Supplied data start

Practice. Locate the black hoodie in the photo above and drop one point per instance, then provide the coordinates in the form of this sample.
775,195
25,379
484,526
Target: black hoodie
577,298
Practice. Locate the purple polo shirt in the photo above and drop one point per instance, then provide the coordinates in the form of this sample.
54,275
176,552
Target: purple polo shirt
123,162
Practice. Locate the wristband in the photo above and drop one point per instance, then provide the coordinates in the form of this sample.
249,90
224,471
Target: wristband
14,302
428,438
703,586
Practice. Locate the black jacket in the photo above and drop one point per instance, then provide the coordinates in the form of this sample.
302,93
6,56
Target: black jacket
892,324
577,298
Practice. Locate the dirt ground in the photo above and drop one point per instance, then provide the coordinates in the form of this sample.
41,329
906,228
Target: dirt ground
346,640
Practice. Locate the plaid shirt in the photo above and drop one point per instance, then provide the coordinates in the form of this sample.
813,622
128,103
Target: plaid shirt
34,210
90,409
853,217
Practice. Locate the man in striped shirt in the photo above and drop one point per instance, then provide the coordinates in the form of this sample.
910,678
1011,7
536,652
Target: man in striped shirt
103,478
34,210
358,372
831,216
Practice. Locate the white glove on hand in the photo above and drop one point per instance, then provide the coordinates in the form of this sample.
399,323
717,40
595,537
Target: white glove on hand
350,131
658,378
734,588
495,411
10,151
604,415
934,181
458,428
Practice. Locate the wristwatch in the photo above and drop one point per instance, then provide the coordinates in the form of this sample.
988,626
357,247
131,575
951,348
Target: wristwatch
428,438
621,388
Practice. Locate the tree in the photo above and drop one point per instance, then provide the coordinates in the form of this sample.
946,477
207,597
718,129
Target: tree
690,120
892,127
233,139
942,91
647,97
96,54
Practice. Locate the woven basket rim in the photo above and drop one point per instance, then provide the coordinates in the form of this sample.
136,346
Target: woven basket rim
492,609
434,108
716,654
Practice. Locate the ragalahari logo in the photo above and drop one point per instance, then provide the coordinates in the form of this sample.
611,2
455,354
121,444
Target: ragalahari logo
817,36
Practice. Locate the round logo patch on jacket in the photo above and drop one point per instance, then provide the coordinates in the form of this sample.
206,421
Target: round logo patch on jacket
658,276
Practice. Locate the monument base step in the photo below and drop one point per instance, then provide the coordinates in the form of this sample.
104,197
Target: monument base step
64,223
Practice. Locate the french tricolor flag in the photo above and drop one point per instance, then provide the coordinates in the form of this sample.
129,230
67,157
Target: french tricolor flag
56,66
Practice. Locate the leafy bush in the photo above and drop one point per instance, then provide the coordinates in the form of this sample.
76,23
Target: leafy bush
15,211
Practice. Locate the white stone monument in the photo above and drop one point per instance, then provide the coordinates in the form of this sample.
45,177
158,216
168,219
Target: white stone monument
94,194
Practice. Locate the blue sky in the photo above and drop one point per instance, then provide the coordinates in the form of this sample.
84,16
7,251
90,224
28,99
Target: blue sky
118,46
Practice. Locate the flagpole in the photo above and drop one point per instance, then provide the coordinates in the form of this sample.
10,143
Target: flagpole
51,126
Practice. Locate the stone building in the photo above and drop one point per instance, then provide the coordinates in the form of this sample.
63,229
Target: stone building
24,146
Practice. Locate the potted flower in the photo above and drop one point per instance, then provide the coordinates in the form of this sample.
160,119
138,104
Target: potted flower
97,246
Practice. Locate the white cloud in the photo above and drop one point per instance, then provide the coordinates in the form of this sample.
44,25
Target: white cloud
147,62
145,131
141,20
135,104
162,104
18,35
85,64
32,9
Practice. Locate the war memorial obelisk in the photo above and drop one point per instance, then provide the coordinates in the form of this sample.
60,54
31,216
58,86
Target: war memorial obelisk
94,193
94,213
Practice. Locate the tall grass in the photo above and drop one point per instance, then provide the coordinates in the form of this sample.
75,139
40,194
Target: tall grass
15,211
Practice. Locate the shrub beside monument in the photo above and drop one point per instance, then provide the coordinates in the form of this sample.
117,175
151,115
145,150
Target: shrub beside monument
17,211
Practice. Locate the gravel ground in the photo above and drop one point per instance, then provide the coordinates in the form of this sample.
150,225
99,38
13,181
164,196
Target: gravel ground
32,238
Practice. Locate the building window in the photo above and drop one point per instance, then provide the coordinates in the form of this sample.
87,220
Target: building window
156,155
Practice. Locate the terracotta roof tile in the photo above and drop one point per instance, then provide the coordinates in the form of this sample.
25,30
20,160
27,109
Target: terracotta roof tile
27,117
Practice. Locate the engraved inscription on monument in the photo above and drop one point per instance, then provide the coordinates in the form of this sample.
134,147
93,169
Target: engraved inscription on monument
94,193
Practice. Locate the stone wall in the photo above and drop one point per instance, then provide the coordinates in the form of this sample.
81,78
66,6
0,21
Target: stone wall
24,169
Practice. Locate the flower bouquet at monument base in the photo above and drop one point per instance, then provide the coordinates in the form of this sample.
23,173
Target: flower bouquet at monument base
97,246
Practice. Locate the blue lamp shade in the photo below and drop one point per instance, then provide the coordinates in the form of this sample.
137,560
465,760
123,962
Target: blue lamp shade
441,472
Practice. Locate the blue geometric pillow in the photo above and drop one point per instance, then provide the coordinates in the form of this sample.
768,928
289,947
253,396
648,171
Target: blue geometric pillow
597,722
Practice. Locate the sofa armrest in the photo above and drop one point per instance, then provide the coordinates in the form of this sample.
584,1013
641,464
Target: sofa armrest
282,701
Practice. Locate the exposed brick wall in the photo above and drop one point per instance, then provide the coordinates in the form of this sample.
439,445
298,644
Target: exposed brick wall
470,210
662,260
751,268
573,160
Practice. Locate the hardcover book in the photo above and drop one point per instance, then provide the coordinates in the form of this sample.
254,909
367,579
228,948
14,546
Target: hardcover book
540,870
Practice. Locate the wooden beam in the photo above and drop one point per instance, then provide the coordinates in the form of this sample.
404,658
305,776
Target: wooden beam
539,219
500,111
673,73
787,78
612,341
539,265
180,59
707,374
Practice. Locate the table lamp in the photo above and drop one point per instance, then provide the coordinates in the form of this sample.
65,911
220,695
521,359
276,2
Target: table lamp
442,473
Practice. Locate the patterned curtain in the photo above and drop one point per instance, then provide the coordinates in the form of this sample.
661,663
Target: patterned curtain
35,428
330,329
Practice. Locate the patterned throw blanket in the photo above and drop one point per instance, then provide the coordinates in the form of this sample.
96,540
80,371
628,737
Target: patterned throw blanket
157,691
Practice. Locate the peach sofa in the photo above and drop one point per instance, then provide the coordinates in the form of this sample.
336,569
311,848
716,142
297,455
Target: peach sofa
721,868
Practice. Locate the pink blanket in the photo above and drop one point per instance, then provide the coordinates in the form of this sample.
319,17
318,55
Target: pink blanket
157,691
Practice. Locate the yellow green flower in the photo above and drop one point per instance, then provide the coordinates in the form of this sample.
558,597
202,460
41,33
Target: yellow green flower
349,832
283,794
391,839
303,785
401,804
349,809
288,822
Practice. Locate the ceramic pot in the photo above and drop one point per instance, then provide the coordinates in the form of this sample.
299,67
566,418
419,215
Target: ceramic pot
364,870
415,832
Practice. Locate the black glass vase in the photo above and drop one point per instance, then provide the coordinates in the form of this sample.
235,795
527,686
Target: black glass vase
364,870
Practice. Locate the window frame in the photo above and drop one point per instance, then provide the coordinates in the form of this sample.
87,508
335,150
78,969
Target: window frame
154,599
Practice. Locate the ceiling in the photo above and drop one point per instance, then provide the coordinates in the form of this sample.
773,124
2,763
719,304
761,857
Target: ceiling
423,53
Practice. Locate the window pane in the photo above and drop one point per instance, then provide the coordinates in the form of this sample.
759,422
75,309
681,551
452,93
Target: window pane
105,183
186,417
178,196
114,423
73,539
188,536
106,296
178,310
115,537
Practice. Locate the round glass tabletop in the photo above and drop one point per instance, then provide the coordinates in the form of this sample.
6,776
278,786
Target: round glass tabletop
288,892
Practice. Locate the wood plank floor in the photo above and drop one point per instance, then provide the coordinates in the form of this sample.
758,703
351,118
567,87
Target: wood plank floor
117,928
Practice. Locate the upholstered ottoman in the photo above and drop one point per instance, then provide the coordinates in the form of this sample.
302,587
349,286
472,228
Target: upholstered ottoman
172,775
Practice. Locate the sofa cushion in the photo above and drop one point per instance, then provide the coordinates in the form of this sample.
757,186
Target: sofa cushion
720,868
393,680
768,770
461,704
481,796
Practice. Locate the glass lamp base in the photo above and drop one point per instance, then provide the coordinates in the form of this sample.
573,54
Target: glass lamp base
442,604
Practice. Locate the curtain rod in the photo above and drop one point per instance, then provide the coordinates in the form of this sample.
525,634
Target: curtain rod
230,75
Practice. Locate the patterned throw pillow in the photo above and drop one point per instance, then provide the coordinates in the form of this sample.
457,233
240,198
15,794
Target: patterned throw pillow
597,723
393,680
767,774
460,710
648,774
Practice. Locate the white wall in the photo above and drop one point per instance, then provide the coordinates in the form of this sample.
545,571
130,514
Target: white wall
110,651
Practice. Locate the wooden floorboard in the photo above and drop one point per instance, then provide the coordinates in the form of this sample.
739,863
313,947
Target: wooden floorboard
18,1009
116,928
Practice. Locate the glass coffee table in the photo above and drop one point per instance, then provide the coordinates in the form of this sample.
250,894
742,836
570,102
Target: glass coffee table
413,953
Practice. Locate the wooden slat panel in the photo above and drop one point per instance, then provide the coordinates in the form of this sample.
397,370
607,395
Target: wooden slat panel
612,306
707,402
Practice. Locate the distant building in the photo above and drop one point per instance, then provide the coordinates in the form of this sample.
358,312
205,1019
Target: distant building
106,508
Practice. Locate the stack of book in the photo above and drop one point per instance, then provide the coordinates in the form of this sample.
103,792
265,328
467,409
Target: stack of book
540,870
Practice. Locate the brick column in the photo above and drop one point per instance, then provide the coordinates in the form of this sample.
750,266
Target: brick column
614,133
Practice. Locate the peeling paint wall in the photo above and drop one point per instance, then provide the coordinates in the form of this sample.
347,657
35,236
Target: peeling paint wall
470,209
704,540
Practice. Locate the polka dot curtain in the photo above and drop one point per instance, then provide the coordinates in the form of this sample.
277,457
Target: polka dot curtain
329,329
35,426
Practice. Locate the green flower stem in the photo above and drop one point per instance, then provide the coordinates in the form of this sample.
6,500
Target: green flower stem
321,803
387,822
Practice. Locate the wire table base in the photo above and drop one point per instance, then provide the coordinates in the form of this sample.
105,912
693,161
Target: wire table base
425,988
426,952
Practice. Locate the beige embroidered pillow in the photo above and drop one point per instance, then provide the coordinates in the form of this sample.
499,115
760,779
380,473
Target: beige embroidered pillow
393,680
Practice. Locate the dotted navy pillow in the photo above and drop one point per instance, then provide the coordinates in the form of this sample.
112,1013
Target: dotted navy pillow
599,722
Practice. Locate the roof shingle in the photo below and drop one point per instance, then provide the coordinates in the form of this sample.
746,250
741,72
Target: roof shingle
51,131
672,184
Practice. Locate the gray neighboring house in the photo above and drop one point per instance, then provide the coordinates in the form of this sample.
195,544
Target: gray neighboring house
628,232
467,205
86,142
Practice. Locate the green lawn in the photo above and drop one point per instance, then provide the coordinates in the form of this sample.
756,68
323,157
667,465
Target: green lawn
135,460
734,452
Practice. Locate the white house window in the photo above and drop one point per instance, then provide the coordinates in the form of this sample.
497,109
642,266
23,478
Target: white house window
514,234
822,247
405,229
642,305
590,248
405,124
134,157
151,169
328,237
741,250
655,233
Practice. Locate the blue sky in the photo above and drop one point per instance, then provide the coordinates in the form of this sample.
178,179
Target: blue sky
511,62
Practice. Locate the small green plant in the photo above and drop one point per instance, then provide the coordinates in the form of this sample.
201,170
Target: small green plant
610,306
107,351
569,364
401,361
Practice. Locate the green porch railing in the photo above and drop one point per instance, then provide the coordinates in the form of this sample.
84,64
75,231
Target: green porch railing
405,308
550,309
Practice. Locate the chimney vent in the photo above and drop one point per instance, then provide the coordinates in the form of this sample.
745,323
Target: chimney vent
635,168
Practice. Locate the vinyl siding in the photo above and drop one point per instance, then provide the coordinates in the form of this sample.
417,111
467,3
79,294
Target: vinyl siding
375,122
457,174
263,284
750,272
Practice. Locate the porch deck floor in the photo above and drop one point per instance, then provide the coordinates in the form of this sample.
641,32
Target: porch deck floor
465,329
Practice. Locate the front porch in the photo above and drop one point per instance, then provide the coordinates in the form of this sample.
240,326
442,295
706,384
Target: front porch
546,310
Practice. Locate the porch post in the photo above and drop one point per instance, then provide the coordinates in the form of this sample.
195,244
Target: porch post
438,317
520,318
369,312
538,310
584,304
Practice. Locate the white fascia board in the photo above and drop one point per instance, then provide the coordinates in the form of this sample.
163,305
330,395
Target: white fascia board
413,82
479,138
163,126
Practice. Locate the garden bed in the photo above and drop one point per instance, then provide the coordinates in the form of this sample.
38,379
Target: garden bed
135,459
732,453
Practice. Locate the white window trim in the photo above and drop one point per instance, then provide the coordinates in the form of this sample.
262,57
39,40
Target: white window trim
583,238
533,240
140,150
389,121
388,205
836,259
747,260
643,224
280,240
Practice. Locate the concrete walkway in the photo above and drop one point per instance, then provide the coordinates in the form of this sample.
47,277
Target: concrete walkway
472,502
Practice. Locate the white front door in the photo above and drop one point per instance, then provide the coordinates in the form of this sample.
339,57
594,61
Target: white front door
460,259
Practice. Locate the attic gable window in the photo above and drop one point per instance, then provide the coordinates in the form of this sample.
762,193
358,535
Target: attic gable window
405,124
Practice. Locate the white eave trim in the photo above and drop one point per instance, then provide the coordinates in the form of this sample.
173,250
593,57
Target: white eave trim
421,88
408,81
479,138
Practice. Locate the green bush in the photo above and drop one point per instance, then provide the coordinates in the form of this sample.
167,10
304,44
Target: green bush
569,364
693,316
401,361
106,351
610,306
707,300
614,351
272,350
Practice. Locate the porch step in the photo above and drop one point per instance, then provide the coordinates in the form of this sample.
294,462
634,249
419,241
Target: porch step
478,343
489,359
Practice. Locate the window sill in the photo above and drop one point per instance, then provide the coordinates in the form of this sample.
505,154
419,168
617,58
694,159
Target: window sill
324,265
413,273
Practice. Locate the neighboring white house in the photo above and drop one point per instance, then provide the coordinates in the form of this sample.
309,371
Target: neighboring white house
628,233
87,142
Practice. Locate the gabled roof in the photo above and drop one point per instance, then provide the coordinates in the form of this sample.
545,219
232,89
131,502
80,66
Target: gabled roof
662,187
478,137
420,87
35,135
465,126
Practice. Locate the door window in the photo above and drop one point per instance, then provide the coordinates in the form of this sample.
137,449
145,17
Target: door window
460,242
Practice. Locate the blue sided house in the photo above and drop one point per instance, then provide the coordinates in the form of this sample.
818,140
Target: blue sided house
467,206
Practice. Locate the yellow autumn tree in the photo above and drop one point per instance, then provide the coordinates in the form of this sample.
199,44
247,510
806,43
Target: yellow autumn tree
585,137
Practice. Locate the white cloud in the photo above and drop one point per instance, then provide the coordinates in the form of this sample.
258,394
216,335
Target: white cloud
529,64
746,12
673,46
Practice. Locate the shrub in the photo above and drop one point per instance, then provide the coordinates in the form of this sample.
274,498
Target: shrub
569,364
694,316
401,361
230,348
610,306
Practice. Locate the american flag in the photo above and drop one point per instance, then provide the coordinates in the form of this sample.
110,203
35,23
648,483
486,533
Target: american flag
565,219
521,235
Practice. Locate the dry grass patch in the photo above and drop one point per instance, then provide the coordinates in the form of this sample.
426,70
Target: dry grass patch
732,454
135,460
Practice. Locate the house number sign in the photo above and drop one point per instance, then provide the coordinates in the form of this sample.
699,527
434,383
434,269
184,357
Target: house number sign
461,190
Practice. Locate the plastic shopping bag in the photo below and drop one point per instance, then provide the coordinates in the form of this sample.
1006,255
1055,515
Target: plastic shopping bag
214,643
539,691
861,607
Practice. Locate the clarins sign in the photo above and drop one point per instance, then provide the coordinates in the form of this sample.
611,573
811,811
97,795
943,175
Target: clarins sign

Supplied data end

Direction
Starting at the line with "Practice. Locate the gabled", copy every line up to and including the last one in the entries above.

Solution
Practice. Locate the gabled roof in the photo above and drop one point per instance, then provide the coordinates in the form of this sample.
545,219
232,89
131,502
80,66
Target: gabled roof
662,187
478,137
420,87
35,135
465,126
Practice. Locate the door window in the photo above and drop one point per instance, then provide the coordinates in the form of this sample.
137,449
145,17
Target: door window
460,242
Practice. Locate the blue sided house in the photo above and drop one point per instance, then provide the coordinates in the form of this sample.
818,140
Target: blue sided house
467,206
Practice. Locate the yellow autumn tree in the photo above and drop one point per instance, then provide the coordinates in the form of this sample.
199,44
247,510
806,43
Target: yellow autumn tree
585,137
Practice. Locate the white cloud in the photo above and drop one point per instance, then provide the coordinates in the form of this sample.
258,394
216,335
Target: white cloud
529,64
746,12
673,46
Practice. Locate the shrub in the photo above and drop one point per instance, then provide the coordinates in the form of this sample.
274,498
Target: shrub
569,364
694,316
401,361
230,348
610,306
Practice. Locate the american flag in the photo above and drop one point per instance, then provide the coordinates in the form of this sample.
110,203
35,23
648,483
486,533
Target: american flag
565,219
521,235
Practice. Locate the dry grass patch in the photo above and drop one point per instance, then provide the coordinates in the form of this sample.
426,70
Target: dry grass patch
732,454
135,460
Practice. Locate the house number sign in the photo above and drop one point per instance, then provide the coordinates in the form of this sample.
699,527
434,383
434,269
184,357
Target: house number sign
461,190
Practice. Locate the plastic shopping bag in the photo below and drop one point per instance, then provide the coordinates in the form of this sample.
1006,255
1055,515
Target: plastic shopping bag
214,643
539,691
861,607
Practice. Locate the clarins sign in the photo above and drop one point per instance, then provide the coordinates in the form of this sample.
611,573
811,811
97,795
943,175
Target: clarins sign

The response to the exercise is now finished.